§ **TASK INSTRUCTIONS**
• A. In the forum thread about index access without a SQL++ query, list every JSON key name that appears in the query plan excerpt.
• B. Pick up the forum thread about index access without a SQL++ query where it stops, and continue it.

Access to index without SQL++ query

jo1 · May 13, 2025, 11:07am

I tried creating an index with a key being an array and plan seems much better (from my understanding).

CREATE INDEX `stuff_index_arr` ON `hx2a-index`([(`@c`.`I`),`@S`,`n`],(meta().`id`)) WHERE ((`@T`.`Stuff`) is not missing)

select\/*+INDEX(`hx2a-index` `stuff_index`)*\/`hx2a-index`.`@c`.I as`@0`,`hx2a-index`.`@S` as`@1`,`hx2a-index`.`n` as`@2`,meta(`hx2a-index`).id as`@I`from`hx2a-index`where`hx2a-index`.`@T`.`Stuff` is not missing and `hx2a-index`.`@c`.I is not missing and `hx2a-index`.`@S` is not missing and `hx2a-index`.`n` is not missing and[`hx2a-index`.`@c`.I,`hx2a-index`.`@S`,`hx2a-index`.`n`]>=[$1,$2,$3]and[`hx2a-index`.`@c`.I,`hx2a-index`.`@S`,`hx2a-index`.`n`]<=[$4,$5,$6]order by`@0`asc,`@1`asc,`@2`asc,`@I`asc limit $7

                       "spans": [
                            {
                                "exact": true,
                                "range": [
                                    {
                                        "high": "[$4, $5, $6]",
                                        "inclusion": 3,
                                        "index_key": "[(`@c`.`I`), `@S`, `n`]",
                                        "low": "[$1, $2, $3]"
                                    }
                                ]
                            }

A couple of followup questions:

Is there a way to avoid meta.id() key and still get doc id from index rows result ? Not a big deal thought
Not sure we need order by also I guess.
How we deal with case when one or more keys ordering is different? Naively I’d think these array comparison do not work. Tried to use “desc” keyword in CREATE index definition like:

CREATE INDEX `stuff_index_arr` ON `hx2a-index`([(`@c`.`I`),`@S` desc,`n`],(meta().`id`)) WHERE ((`@T`.`Stuff`) is not missing)

but that’s not accepted.
In this case I’d like to treat @S values as sorted in reverse order.

Thanks

jo1 · May 13, 2025, 12:03pm

For reference, same query as above with following index gives following plan. Difference is just that 3 first keys are not in array. Not clear to me why this makes any difference.

CREATE INDEX `stuff_index` ON `hx2a-index`((`@c`.`I`),`@S`,`n`,(meta().`id`)) WHERE ((`@T`.`Stuff`) is not missing)

§ **PROVIDED RECORDS**
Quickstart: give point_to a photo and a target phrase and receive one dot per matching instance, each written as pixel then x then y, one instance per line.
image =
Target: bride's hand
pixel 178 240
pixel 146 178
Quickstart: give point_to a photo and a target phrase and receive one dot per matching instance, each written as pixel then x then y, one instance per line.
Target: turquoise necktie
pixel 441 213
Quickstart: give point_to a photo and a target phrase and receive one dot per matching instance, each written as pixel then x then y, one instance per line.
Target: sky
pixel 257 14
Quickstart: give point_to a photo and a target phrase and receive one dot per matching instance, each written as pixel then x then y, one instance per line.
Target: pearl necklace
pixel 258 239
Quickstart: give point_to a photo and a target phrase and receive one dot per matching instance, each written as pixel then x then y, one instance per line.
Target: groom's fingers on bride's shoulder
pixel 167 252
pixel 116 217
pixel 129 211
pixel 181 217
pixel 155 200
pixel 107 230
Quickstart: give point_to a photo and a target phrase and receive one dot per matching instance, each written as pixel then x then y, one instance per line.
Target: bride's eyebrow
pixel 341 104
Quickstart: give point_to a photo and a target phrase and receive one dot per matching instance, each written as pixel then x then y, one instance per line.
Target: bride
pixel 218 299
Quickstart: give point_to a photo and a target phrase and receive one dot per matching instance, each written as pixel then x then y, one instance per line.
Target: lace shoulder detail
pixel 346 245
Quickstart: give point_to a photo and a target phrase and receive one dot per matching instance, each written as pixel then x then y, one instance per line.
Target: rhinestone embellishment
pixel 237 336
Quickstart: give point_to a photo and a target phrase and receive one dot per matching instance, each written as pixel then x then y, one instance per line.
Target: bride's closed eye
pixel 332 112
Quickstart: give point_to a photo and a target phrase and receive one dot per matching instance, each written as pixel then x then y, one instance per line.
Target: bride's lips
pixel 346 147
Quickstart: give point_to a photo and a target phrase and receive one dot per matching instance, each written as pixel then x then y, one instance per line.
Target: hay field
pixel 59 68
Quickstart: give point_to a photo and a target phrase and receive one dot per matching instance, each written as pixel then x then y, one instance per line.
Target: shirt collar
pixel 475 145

§ **RESULTS OF THE EXERCISE**
• A. spans, exact, range, high, inclusion, index_key, low

• B.
"spans": [
                            {
                                "range": [
                                    {
                                        "inclusion": 0,
                                        "index_key": "(`@c`.`I`)",
                                        "low": "null"
                                    },
                                    {
                                        "inclusion": 0,
                                        "index_key": "`@S`",
                                        "low": "null"
                                    },
                                    {
                                        "inclusion": 0,
                                        "index_key": "`n`",
                                        "low": "null"
                                    }
                                ]
                            }

mreiche · May 13, 2025, 1:47pm

Use your query on your data. I just used travel-sample because I do not have your data.

Click on the “Index Advisor” button in the Query Tab. It will show the indexes to create. And then click on the Create Indexes button and it will create those indexes!

meta().id is the document id. So, no there’s no way to get the document id without projecting the document id.

jo1 · May 13, 2025, 3:19pm

I’ve have also this travel-sample bucket created from the Couchbase console, but not the index you used in the plan output. I’ve asked for index definition because it seems different from ones we create, in particular using keys in an array. This seems to be a game changer but please feel free to confirm.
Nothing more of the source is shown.